■ **STATED PROBLEM 1**:
In the rows below, substitute "soldier" for "airman" and give the rows again with nothing else changed, leaving out the pictures.

■ **TEXT PASSAGE**:
------------------------------------------------------------

Another Wheel of Time book? Sure, I have space for that...

Another Wheel of Time book? Sure, I have space for that…

Now any one of those storylines might make for a really good book by itself, and therein lies the solution to the sagginess of this part of the series. They’re all interesting stories, but they all move at different paces, climax at different points, and have vastly different themes and atmospheres. In order to jam them all together into the Wheel of Time books, Jordan had to play fast and loose with chronologies, often backtracking in one story so that he could catch up in another. What’s more, moving from one storyline to another was jarring and unpleasant, making it a chore to actually read the books.

What he could have done was to create five mini-series following Lord of Chaos, perhaps of two or three books each. Each series could flow at its own pace, and stay focused on one of the five major characters, with no break or interruption in the story’s flow. Each story would have been allowed to develop freely, and then they would all come back together to re-integrate into the main series, which would once again present a more unified narrative that brings us to the end.

Or even – and this is something I’m pretty sure has never been done – let the five storylines play out without ever re-integrating them. That would mean the Wheel of Time series becoming more of a Shared World group of books, rather than finishing as the series that started way back in Eye of the World. This would never work, though – it’s only in real life that people start off together, drift apart and never reconnect again, and if there’s anything I’m reading this series for, it is not its resemblance to the real world.

Temporarily splitting into five sub-series might have solved a whole lot of problems though. The reader would have been able to decide which stories interested him the most. Devoted followers, of course, would have bought them all and read them all, but if you’re not interested in watching Perrin anguish over Faile, or you rightly think that Mat’s storyline is pretty rudderless and won’t mean anything until he reconnects with Rand, you’d be able to skip that mini-series. Some clever writing would be necessary once they all integrate, but it would be possible to enjoy the Wheel of Time without necessarily jumping around five storylines every ten chapters or so.

"Don't let it overwhelm you, Artax! Only four more books to go!"

“Don’t let it overwhelm you, Artax! Only four more books to go!”

My point is that the middle of this series has turned out to be muddled and clunky, and if there’s any point where readers might just give up, it would be here. The good news is that in this book, the five storylines finally catch up to each other; the first 357 pages are describing what’s happening in the other storylines while Rand and Nynaeve were cleansing saidin back in Winter’s Heart. Once that event has passed in all five stories, the narrative flow seems to smooth out a lot, and the reading gets easier. I can’t say how long that will last, or how long it’ll take before they all re-integrate, but I know they will sooner or later.

------------------------------------------------------------

■ **SUPPLIED DATA**:
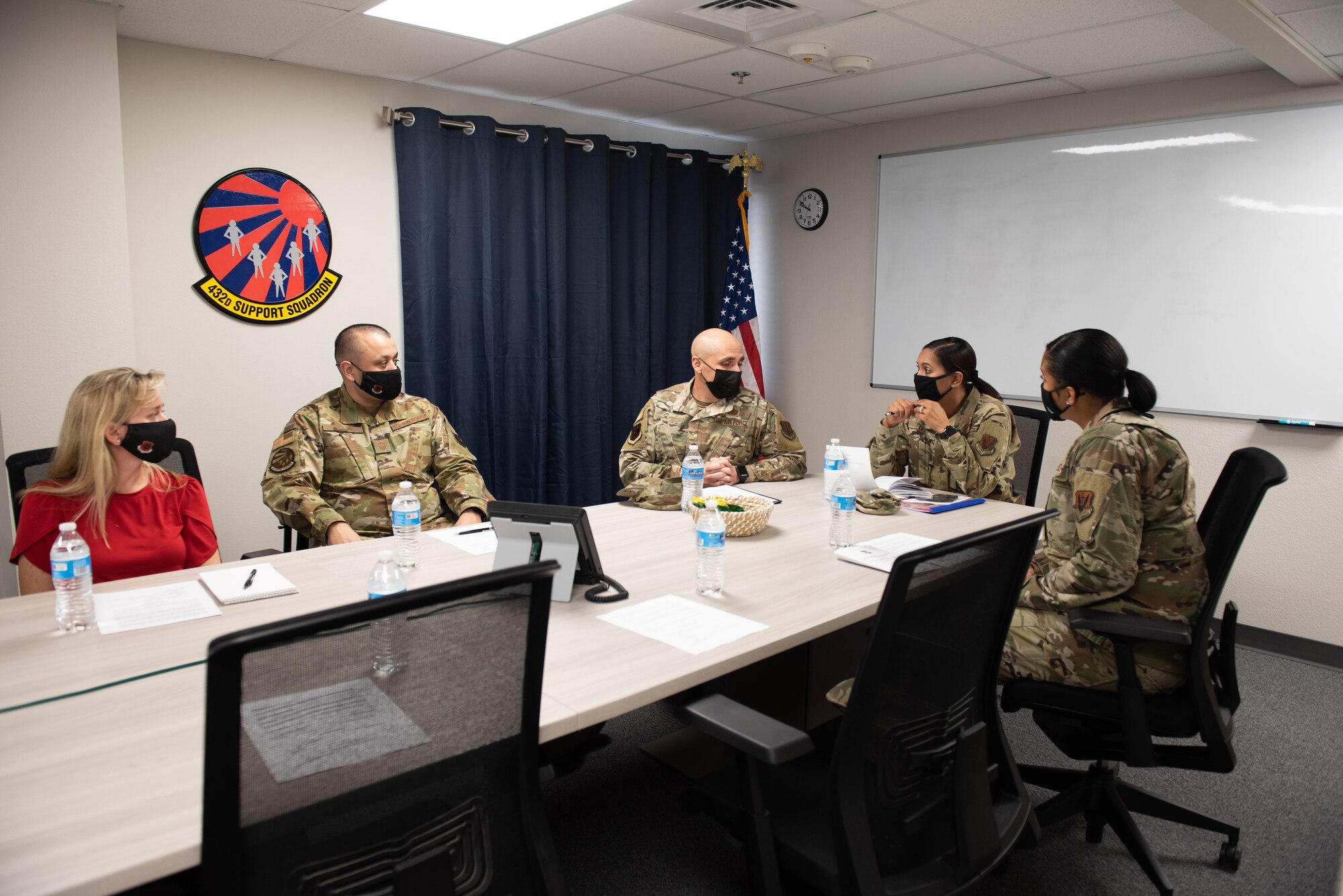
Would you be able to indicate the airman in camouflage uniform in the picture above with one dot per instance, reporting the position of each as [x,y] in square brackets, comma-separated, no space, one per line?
[338,462]
[1126,541]
[977,460]
[743,428]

------------------------------------------------------------

■ **STATED PROBLEM 2**:
Copy, word for word, the part of the passage on the Wheel of Time series that opens with the words containing "Another Wheel of Time book? Sure, I have space for that..." and closes with "read the books.".

■ **FULL SOLUTION 1**:
Would you be able to indicate the soldier in camouflage uniform in the picture above with one dot per instance, reporting the position of each as [x,y] in square brackets, comma-separated, no space, one per line?
[338,462]
[1126,541]
[977,460]
[743,428]

■ **FULL SOLUTION 2**:
Another Wheel of Time book? Sure, I have space for that...

Another Wheel of Time book? Sure, I have space for that…

Now any one of those storylines might make for a really good book by itself, and therein lies the solution to the sagginess of this part of the series. They’re all interesting stories, but they all move at different paces, climax at different points, and have vastly different themes and atmospheres. In order to jam them all together into the Wheel of Time books, Jordan had to play fast and loose with chronologies, often backtracking in one story so that he could catch up in another. What’s more, moving from one storyline to another was jarring and unpleasant, making it a chore to actually read the books.